[Dataset records]

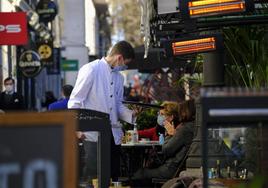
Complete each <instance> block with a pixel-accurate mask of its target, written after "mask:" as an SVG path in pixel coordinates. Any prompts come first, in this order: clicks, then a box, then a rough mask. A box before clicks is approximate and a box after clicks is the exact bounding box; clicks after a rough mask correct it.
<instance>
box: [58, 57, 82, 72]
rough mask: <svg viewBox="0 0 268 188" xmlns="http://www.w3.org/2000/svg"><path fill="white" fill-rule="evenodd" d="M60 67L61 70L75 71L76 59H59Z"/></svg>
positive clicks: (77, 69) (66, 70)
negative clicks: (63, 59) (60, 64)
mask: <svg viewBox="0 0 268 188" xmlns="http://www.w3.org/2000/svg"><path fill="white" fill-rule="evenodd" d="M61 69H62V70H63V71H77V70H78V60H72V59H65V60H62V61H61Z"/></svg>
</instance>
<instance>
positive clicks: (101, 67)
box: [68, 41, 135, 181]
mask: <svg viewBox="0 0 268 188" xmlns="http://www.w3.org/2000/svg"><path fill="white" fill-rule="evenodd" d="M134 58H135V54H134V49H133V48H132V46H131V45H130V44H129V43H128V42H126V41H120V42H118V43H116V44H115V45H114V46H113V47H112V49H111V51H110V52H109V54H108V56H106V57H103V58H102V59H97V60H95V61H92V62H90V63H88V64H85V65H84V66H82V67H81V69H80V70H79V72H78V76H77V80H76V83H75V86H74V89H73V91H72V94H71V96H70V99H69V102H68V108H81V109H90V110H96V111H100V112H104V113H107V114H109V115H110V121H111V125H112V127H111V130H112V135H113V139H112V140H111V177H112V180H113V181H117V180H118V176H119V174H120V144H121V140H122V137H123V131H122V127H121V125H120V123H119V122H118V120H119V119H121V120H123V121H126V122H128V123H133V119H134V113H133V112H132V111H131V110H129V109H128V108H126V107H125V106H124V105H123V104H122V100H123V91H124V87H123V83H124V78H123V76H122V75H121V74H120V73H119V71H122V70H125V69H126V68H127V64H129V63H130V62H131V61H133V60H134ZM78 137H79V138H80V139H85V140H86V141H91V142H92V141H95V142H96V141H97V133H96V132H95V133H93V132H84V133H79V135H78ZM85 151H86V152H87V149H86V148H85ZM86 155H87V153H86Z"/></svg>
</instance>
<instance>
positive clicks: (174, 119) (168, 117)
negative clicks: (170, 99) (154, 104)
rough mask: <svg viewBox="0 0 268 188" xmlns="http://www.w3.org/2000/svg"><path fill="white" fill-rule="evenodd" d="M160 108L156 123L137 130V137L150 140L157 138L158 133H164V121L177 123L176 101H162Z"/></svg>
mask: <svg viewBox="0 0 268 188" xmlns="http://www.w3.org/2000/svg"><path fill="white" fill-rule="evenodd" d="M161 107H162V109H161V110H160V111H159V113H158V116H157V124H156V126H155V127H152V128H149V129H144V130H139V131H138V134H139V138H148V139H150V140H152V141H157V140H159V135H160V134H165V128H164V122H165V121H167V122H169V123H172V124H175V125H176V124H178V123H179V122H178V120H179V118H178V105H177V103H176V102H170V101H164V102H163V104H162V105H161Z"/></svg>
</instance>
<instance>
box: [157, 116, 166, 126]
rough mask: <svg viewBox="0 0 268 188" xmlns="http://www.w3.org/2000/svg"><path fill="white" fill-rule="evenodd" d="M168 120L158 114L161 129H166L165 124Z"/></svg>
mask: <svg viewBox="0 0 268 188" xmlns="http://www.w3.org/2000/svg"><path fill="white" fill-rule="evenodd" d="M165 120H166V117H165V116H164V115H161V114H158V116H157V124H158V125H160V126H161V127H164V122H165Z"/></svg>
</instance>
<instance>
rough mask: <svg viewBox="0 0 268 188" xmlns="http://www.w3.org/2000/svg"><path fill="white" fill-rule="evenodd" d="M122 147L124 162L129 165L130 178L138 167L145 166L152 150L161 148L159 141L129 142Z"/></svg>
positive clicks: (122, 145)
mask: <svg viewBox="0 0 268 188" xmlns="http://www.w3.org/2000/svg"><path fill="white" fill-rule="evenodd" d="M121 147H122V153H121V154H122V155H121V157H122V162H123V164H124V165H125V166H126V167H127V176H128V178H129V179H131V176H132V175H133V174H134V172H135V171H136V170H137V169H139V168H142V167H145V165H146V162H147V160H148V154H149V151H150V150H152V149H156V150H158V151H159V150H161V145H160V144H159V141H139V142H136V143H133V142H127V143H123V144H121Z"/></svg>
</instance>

◆ **Required action**: Copy every line of the records above verbatim, leaving out the pictures.

◆ **Output**:
Complete each <instance> block with a pixel-accurate mask of its target, written after "mask:" as an SVG path in pixel coordinates. Any prompts come first, in this order: clicks, then a box, then a rough mask. A box before clicks is approximate and a box after clicks is the exact bounding box; clicks after a rough mask correct it.
<instance>
box: [58, 57, 82, 72]
rough mask: <svg viewBox="0 0 268 188" xmlns="http://www.w3.org/2000/svg"><path fill="white" fill-rule="evenodd" d="M60 67L61 70L75 71L76 59H59Z"/></svg>
positive clicks: (77, 69) (66, 70)
negative clicks: (63, 59) (60, 64)
mask: <svg viewBox="0 0 268 188" xmlns="http://www.w3.org/2000/svg"><path fill="white" fill-rule="evenodd" d="M61 69H62V70H63V71H77V70H78V60H72V59H65V60H62V61H61Z"/></svg>
</instance>
<instance>
positive clicks: (101, 67)
box: [68, 41, 135, 181]
mask: <svg viewBox="0 0 268 188" xmlns="http://www.w3.org/2000/svg"><path fill="white" fill-rule="evenodd" d="M134 58H135V54H134V49H133V48H132V46H131V45H130V44H129V43H128V42H126V41H120V42H118V43H116V44H115V45H114V46H113V47H112V49H111V51H110V52H109V54H108V56H106V57H103V58H102V59H97V60H95V61H92V62H90V63H88V64H85V65H84V66H82V67H81V69H80V70H79V72H78V76H77V80H76V83H75V86H74V89H73V91H72V94H71V96H70V99H69V102H68V108H81V109H90V110H96V111H100V112H104V113H107V114H109V115H110V121H111V125H112V127H111V130H112V135H113V139H112V140H111V177H112V180H113V181H117V180H118V176H119V174H120V144H121V140H122V137H123V131H122V127H121V125H120V123H119V122H118V120H119V119H121V120H123V121H126V122H128V123H133V119H134V113H133V112H132V111H131V110H129V109H128V108H126V107H125V106H124V105H123V104H122V100H123V91H124V87H123V83H124V78H123V76H122V75H121V74H120V73H119V71H122V70H125V69H126V68H127V64H129V63H130V62H131V61H133V60H134ZM78 137H79V138H80V139H85V140H86V141H91V142H92V141H95V142H96V141H97V133H96V132H95V133H93V132H84V133H79V135H78ZM85 151H86V152H87V149H86V148H85ZM86 155H87V153H86Z"/></svg>
</instance>
<instance>
positive clicks: (174, 119) (168, 117)
negative clicks: (170, 99) (154, 104)
rough mask: <svg viewBox="0 0 268 188" xmlns="http://www.w3.org/2000/svg"><path fill="white" fill-rule="evenodd" d="M160 108L156 123L137 130V137L150 140L157 138L158 133H164V121L177 123L176 101H162Z"/></svg>
mask: <svg viewBox="0 0 268 188" xmlns="http://www.w3.org/2000/svg"><path fill="white" fill-rule="evenodd" d="M161 107H162V109H161V110H160V111H159V113H158V116H157V124H156V126H155V127H152V128H149V129H144V130H139V131H138V134H139V138H148V139H150V140H152V141H157V140H159V135H160V134H165V128H164V122H165V121H167V122H169V123H172V124H175V125H176V124H178V123H179V122H178V120H179V118H178V105H177V103H176V102H170V101H164V102H163V104H162V105H161Z"/></svg>
</instance>
<instance>
box: [157, 116, 166, 126]
rough mask: <svg viewBox="0 0 268 188" xmlns="http://www.w3.org/2000/svg"><path fill="white" fill-rule="evenodd" d="M168 120L158 114L161 129H166L165 124Z"/></svg>
mask: <svg viewBox="0 0 268 188" xmlns="http://www.w3.org/2000/svg"><path fill="white" fill-rule="evenodd" d="M165 120H166V117H165V116H164V115H161V114H158V116H157V124H158V125H160V126H161V127H164V122H165Z"/></svg>
</instance>
<instance>
rough mask: <svg viewBox="0 0 268 188" xmlns="http://www.w3.org/2000/svg"><path fill="white" fill-rule="evenodd" d="M122 147L124 162L129 165L130 178L138 167L145 166L152 150L161 148L159 141L129 142Z"/></svg>
positive clicks: (122, 145)
mask: <svg viewBox="0 0 268 188" xmlns="http://www.w3.org/2000/svg"><path fill="white" fill-rule="evenodd" d="M121 147H122V153H121V154H122V155H121V157H122V162H123V164H124V165H125V166H126V167H127V176H128V178H129V179H131V176H132V175H133V174H134V172H135V171H136V170H137V169H139V168H142V167H145V165H146V162H147V160H148V154H149V151H150V150H152V149H156V150H158V151H159V150H161V145H160V144H159V141H139V142H136V143H133V142H127V143H123V144H121Z"/></svg>
</instance>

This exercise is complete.